● Available records:
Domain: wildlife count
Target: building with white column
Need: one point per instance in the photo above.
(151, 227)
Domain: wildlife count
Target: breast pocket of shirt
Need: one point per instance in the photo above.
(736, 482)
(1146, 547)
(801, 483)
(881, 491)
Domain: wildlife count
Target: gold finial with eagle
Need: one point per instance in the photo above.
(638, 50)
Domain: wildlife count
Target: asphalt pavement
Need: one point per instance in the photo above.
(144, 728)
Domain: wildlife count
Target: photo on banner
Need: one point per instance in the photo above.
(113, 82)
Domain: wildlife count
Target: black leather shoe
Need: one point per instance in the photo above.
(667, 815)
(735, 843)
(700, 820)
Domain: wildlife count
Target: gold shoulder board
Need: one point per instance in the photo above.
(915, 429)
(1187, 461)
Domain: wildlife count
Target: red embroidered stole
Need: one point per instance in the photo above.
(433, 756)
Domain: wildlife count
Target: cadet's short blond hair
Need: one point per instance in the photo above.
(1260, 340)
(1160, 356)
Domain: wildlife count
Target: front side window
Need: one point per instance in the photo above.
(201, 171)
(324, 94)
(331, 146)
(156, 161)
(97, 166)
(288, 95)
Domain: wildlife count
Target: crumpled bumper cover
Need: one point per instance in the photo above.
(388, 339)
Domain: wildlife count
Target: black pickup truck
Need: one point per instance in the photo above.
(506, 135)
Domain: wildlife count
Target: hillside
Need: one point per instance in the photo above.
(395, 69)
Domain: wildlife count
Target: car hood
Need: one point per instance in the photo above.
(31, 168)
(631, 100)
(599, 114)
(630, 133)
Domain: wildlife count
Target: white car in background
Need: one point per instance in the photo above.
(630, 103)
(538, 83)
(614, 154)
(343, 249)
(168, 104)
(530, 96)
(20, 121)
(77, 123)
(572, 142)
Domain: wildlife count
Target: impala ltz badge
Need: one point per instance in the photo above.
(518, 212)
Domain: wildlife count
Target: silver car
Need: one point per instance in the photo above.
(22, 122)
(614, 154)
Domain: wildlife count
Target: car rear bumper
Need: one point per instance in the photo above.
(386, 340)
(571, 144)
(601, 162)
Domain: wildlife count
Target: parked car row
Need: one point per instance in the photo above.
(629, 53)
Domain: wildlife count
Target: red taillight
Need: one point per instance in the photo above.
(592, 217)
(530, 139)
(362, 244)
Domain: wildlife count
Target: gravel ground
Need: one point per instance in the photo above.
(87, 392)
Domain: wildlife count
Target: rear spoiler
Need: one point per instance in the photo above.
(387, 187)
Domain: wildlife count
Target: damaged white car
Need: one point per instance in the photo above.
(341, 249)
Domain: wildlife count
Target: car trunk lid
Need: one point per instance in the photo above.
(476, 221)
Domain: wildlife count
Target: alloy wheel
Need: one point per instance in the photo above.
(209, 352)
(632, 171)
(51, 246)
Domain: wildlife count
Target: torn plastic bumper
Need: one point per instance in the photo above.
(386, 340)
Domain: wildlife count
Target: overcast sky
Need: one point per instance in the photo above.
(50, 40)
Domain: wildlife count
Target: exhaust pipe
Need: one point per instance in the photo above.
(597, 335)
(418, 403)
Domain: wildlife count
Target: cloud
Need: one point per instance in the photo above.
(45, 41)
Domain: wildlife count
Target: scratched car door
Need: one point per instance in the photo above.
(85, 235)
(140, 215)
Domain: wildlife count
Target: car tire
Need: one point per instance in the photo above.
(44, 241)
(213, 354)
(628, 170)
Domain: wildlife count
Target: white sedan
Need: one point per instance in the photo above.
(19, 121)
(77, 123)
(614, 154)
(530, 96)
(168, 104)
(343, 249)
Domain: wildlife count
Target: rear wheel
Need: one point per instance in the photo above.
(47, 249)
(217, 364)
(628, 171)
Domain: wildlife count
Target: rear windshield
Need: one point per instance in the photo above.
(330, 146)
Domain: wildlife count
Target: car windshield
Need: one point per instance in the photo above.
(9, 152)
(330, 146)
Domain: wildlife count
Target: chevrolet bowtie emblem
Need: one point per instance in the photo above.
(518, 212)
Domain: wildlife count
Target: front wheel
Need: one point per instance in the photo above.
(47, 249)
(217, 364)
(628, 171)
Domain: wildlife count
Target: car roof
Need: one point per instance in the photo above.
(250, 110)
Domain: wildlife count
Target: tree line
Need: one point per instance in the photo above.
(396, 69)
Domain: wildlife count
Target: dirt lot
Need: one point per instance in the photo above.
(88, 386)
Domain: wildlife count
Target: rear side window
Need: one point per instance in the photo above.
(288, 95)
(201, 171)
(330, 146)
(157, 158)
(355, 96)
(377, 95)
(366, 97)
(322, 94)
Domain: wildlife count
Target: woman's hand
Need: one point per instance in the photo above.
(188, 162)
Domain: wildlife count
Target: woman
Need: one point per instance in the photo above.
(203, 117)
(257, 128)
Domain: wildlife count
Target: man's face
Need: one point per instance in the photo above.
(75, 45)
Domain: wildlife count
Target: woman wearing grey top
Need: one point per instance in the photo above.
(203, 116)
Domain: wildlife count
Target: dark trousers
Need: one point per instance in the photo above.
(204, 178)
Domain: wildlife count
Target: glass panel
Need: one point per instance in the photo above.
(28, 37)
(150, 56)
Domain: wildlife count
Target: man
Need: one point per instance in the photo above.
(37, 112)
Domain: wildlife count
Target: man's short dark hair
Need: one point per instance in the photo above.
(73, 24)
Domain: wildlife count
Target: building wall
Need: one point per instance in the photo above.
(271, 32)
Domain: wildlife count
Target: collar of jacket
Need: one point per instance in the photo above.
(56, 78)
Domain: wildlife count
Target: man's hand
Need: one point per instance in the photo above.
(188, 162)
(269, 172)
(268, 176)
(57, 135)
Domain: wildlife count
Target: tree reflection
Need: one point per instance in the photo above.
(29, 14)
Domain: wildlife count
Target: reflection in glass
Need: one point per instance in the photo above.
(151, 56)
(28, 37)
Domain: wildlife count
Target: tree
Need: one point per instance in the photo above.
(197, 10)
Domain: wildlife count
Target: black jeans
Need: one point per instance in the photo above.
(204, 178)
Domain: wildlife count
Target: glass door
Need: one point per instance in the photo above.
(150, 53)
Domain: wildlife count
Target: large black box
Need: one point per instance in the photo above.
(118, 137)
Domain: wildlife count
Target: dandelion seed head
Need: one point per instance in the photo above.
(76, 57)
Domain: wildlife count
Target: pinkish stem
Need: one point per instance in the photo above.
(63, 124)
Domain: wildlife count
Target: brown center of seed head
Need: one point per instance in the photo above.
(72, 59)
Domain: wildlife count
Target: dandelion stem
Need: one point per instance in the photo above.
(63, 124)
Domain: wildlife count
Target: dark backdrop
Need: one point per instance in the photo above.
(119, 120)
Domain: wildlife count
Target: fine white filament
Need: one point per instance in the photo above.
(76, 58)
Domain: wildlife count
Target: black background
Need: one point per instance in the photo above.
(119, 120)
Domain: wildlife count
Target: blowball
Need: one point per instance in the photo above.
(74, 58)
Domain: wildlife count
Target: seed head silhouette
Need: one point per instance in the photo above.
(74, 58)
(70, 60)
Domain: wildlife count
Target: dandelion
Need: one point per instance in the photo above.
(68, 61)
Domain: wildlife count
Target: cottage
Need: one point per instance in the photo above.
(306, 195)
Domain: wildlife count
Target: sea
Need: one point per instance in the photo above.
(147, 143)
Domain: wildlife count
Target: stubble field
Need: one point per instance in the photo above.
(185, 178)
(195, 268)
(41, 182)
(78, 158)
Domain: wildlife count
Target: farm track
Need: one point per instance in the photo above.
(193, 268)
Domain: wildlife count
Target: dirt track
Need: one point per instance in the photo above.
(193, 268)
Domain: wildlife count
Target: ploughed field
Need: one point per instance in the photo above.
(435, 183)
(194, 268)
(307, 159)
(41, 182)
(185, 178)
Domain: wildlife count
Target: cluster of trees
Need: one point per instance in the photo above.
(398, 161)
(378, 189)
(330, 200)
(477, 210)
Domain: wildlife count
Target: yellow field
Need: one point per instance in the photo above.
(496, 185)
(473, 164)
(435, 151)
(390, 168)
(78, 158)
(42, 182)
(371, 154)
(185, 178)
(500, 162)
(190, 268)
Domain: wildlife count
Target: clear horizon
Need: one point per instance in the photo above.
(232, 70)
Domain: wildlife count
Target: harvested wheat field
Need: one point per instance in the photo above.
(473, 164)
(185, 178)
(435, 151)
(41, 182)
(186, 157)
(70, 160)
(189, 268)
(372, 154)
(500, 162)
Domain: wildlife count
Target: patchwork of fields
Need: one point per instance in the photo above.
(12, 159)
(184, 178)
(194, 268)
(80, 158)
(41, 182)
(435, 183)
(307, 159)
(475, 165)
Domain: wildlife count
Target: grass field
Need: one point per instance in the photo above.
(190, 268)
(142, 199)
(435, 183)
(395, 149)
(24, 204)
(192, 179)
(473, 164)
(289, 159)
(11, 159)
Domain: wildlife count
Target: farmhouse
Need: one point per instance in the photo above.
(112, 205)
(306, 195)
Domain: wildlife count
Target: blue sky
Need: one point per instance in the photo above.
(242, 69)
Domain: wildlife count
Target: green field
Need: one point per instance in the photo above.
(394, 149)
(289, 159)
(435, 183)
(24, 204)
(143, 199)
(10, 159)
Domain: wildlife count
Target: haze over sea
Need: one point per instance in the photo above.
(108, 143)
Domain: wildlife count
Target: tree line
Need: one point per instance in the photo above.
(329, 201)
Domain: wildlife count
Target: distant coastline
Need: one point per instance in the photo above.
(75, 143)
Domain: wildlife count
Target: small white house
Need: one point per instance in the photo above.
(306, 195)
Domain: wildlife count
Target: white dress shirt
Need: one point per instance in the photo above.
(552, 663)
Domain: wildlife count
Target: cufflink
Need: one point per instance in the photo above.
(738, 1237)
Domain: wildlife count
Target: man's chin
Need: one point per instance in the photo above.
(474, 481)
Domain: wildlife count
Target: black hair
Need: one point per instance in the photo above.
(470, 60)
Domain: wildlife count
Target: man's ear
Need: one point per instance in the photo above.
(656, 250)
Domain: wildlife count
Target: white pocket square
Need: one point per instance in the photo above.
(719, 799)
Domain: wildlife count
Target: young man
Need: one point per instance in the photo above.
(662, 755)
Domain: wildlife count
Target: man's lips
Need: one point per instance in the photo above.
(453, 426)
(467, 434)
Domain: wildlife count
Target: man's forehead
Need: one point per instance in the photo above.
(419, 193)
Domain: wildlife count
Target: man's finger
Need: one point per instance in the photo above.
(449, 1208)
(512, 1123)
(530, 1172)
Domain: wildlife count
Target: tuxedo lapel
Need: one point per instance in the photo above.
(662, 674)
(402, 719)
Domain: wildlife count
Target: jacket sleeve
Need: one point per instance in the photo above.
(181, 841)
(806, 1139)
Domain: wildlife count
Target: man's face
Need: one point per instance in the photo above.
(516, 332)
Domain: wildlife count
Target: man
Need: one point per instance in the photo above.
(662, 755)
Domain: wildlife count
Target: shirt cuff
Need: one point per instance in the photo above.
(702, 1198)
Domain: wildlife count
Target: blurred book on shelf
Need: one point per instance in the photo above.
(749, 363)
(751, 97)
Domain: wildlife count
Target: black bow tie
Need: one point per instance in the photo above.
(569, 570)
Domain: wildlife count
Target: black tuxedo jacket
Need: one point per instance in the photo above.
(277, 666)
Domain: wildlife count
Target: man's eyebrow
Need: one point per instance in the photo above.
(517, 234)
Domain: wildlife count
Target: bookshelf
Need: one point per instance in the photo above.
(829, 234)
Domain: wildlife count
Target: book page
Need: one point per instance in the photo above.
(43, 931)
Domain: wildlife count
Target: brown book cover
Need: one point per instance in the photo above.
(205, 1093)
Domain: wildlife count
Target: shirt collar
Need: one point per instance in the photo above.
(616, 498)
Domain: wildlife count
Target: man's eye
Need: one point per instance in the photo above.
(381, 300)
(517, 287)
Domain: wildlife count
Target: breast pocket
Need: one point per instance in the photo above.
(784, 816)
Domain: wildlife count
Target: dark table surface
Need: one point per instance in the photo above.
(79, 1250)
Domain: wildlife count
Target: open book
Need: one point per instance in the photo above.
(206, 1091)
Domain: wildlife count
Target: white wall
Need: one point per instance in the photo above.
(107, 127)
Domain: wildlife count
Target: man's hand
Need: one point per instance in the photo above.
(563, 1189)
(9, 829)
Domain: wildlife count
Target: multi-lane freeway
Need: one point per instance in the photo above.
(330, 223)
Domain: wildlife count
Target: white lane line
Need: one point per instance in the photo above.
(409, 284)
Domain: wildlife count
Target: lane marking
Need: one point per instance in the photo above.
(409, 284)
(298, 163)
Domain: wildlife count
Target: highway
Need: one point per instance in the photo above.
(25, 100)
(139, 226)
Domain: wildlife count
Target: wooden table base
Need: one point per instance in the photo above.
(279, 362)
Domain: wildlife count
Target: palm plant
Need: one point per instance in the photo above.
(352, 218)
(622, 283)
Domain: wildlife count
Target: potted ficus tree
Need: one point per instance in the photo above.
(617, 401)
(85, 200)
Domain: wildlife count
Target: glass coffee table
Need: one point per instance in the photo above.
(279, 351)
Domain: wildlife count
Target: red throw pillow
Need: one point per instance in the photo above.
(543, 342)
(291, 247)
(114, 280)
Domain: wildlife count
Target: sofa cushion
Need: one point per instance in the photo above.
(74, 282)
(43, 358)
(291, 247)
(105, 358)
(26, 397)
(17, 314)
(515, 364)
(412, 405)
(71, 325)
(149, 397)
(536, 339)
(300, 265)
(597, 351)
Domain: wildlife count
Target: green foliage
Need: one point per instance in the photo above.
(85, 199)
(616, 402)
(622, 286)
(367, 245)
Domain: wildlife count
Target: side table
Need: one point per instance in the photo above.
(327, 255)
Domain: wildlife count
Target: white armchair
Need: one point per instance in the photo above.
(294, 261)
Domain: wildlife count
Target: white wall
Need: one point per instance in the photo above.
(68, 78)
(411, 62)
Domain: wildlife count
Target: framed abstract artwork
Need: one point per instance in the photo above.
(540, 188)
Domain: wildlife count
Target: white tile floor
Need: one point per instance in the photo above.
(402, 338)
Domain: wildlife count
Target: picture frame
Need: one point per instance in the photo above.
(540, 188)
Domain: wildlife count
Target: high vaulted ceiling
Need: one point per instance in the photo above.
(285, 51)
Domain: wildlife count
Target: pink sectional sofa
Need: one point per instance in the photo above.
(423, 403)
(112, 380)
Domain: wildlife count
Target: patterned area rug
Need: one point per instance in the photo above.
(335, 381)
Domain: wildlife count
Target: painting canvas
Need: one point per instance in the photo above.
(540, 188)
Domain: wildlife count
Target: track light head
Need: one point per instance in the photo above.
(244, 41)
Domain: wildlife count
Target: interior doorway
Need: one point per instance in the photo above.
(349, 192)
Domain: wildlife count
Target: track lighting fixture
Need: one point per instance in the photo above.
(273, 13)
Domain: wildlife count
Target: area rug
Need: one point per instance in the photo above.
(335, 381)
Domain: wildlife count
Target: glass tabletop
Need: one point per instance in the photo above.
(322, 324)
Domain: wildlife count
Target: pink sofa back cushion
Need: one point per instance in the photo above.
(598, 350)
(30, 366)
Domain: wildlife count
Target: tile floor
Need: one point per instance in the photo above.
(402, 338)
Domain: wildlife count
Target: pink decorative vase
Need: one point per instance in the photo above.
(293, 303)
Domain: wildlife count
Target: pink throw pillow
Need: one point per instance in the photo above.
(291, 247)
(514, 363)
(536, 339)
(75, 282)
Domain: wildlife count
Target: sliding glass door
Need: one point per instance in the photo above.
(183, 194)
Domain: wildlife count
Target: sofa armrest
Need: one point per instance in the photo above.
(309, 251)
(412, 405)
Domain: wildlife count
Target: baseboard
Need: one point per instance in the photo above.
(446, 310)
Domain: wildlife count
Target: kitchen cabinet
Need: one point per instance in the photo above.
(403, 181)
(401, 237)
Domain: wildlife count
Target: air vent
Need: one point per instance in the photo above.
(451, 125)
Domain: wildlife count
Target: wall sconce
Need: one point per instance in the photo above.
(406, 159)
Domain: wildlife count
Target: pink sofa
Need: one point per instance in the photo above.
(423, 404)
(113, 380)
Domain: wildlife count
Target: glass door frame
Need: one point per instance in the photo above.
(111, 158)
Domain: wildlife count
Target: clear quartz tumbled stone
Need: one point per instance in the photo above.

● What is needed: Look above for the line with "Target: car trunk lid" and the line with "Target: torn plastic bumper"; transcribe both and all lines in between, exactly, and nothing else.

● Response area:
Target: car trunk lid
Need: one point per instance in the photo above.
(476, 221)
Domain: wildlife count
Target: alloy wheel
Need: one point per instance in the photo above.
(209, 352)
(632, 171)
(51, 246)
Domain: wildlife count
Target: torn plastic bumper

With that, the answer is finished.